EXTRACTED RECORDS:
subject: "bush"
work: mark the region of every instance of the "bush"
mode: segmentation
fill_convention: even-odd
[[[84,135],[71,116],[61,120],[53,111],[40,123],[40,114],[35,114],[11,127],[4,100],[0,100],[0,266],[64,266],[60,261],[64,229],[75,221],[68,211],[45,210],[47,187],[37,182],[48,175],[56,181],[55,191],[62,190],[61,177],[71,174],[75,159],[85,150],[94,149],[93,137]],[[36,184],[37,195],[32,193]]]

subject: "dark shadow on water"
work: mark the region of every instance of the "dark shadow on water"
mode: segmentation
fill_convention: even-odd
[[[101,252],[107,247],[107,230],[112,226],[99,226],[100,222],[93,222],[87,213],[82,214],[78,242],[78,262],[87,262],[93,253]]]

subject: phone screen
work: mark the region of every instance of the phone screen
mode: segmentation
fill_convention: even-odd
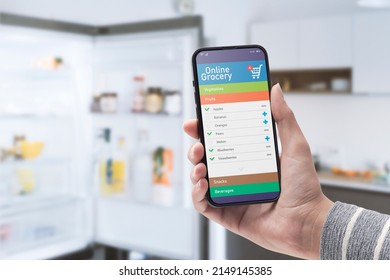
[[[279,197],[279,155],[267,62],[260,46],[205,48],[194,53],[208,199],[215,206]]]

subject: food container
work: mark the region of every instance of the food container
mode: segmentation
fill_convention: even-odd
[[[35,159],[42,153],[44,146],[45,144],[43,142],[21,141],[21,157],[23,159]]]
[[[179,115],[181,112],[181,96],[178,91],[164,93],[164,112],[169,115]]]
[[[134,80],[134,94],[131,111],[143,112],[145,107],[145,78],[143,76],[135,76]]]
[[[94,96],[92,99],[92,104],[91,104],[91,112],[93,113],[100,113],[100,96]]]
[[[148,113],[161,113],[164,106],[164,98],[161,88],[150,87],[145,100],[145,111]]]
[[[106,92],[100,95],[100,110],[102,113],[116,113],[118,110],[118,95]]]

WHAT YOU SHOULD DO: Copy all lines from the material that contain "region".

EXPECTED ANSWER:
work: mark the region of every instance of the "bush"
work: mark the region of every instance of the "dark shadow on water"
work: mark the region of every instance of the phone screen
work: mark the region of every instance of the food container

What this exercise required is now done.